------ 文書本文 ------

本発明は、回転軸で支持したターゲット(陽極)を高速回転させながら電子線を当ててX線を発生させる構造の回転陽極X線管に係り、特にターゲットとそれを支持する回転軸との接合強度を向上した回転陽極X線管に関する。
回転陽極X線管は、内部を真空に維持する外囲器内に、陰極と、陽極であるターゲットを固定した回転軸とを対向して配置し、陰極と陽極との間に高電圧を印加し、陰極から発生する電子線を回転するターゲットに衝突させることによって、ターゲットから発生するX線を外囲器に設けた窓から外部に取り出すようにしている。回転軸を回転させるために、外囲器の陽極側の周囲にはロータが設けられている。このような回転陽極X線管は、例えば、X線CT装置などのX線装置のX線源として用いられる。
近年、CT装置用の出力を増強するという要請に伴い、より多くの電子線を照射できるようにX線管のターゲットサイズが大型化している。また電子線の照射によるターゲットの過熱を防止するため、回転数も増大している。具体的には、重量2.5kg程度のターゲットを最大10000rpm近い回転数で回転することが求められている。
ターゲットは通常ナット等により回転軸に固定されており、回転軸にはターゲット裏面の受け面となるフランジが一体的に形成されている。ターゲットと回転軸との固定を強固にするために、このフランジ部分をターゲットにろう付けにより接合している(例えば、特許文献1)。しかし、上述のように大型化・大重量化したターゲットを高速で回転させる場合、その起動時のトルクも非常に大きくなるため、ろう付けでは、起動時のトルクに耐えることができず、ターゲットと回転軸との固定部分がゆるみ、回転が不安定になり十分な耐久性が得られないという問題があった。
ろう付けに代わる接合方法として、拡散接合法が採用されている。拡散接合法は、ターゲットと回転軸との間にインサート材を配置し、加圧によってインサート材を構成する金属原子を両者の接合領域に拡散させて接合する方法であり、ろう付けよりも高い接合強度が実現できる。特許文献2には、この拡散接合法を採用するとともに、回転軸のフランジとターゲットの間にピンを挿入してさらに接合強度を高める手法が提案さている。
特許第2697381号公報 特開2002−175768号公報
拡散接合法によって二つの材料を接合する場合、材料間には大きな圧力と熱が印加される。この拡散接合法を回転陽極X線管の回転軸とターゲットとの接合に適用する場合、回転軸と一体に形成されたフランジとターゲットとの間に加圧した後、ターゲットに電子線を当てて加熱して拡散接合を実現している。
この場合、フランジ部分の厚みが厚い場合、例えば5mm以上の場合には、フランジのターゲットとの接触面で圧力に耐える面圧を保つことができ、強固な拡散結合が実現できる。しかしフランジ部分の厚みを厚くした場合には、ターゲットの高速回転時に別の問題を生じる。

------ 提示資料 ------

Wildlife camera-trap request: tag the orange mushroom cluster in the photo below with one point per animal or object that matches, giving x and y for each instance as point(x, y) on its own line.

------
------ 提示資料 ------

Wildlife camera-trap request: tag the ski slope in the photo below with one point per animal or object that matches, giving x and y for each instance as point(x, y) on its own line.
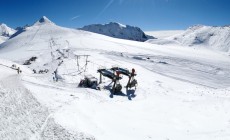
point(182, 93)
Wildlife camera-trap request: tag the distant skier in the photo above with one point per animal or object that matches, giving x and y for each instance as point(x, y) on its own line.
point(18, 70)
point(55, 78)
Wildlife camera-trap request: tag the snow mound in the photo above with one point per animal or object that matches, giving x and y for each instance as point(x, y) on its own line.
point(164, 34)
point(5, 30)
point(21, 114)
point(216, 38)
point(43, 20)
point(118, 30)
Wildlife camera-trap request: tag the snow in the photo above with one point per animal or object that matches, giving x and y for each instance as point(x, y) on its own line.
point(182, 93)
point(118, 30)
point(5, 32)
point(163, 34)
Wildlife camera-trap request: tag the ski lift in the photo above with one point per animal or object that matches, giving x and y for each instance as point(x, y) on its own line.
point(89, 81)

------

回転陽極X線管についての文章を、最後の文に続けて書き進めなさい。

▸ **最終解答**
すなわち、ターゲットが高速で回転するとき、その遠心力によりターゲットを上向きに変形する力が発生し、ターゲットをフランジとの接合を引き離す方向に作用する。この力は、ターゲットの径が大きいほど、また回転数が高いほど大きく、フランジの剛性が高い場合には、ターゲットとフランジの間にわずかながら隙間を発生させる。その結果、X線の発生が不安定になるとともに、X線管自体の寿命が短縮される。
これに対し、フランジの厚みを薄くした場合には(例えば3mm程度)、フランジの剛性が低くなり、ターゲットの上向きの変形にフランジが追従するので、ターゲットとフランジとの間の接合が保たれ、ターゲット回転時の問題はなくなる。しかし、この場合には、上述した拡散結合の加圧時に、あるいは加圧後に電子ビームによりターゲットを加熱することによってターゲットが下向きに変形した場合、フランジはターゲットとの接触面で面圧を受けることができずに、接合不良を起こすという問題を生じる。
本発明は、ターゲットとフランジとを拡散接合してなる回転陽極X線管において、その製造時から使用時(高速回転時)を通して、ターゲットとフランジとの強固な結合を維持すること、これにより安定したX線を発生することができ且つ長寿命のX線管を提供することを目的とする。
本発明のX線管は、ターゲットを支持する支持軸に形成されたフランジ部に、ターゲットとの接合面が受ける応力を低減する応力低減手段を設けることにより、上記課題を解決するものである。応力低減手段は、例えば、フランジ部の少なくとも一部に設けられた柔構造あるいは接合面の面積を少なくするためのスリットである。
すなわち、本発明のX線管は、陰極部と、ターゲットおよび当該ターゲットを支持する支持軸を備えた陽極部と、前記陰極部および陽極部を収納する外囲器と、を備え、前記支持軸は、前記ターゲットの裏面との接合面を有するフランジ部が一体に形成されており、前記フランジ部は、前記陽極の回転時に前記接合面が受ける応力を低減する応力低減手段を備えたものである。
前記応力低減手段は、例えば、前記接合面と支持軸本体との間をつなぐ柔構造であり、前記柔構造は前記応力により変形可能である。
本発明のX線管の一つの態様では、前記フランジ部は、前記接合面を備えた円筒部と、前記円筒部と支持軸本体とをつなぐ円盤部とからなり、前記円盤部は、厚みが前記円筒部の厚みより薄く、前記柔構造を構成する。
また本発明のX線管の別の態様では、前記フランジ部には、前記ターゲットと前記接合面との接合時に加わる圧力によって生じる前記フランジ部のたわみを補償する逆向きの傾斜が形成されている。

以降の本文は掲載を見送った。